Exercise brief:
Reproduce the listing below line for line, without changing a single character.

(Extracted listing)
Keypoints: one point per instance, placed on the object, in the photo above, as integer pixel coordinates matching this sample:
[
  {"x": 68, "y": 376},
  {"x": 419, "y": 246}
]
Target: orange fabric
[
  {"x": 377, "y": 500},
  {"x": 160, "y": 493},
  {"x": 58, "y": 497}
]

Response for this exercise:
Keypoints: one point per instance, placed on the object, in the photo above, as integer pixel coordinates matching this sample:
[
  {"x": 68, "y": 376},
  {"x": 419, "y": 246}
]
Target: orange fabric
[
  {"x": 377, "y": 500},
  {"x": 160, "y": 493},
  {"x": 58, "y": 497}
]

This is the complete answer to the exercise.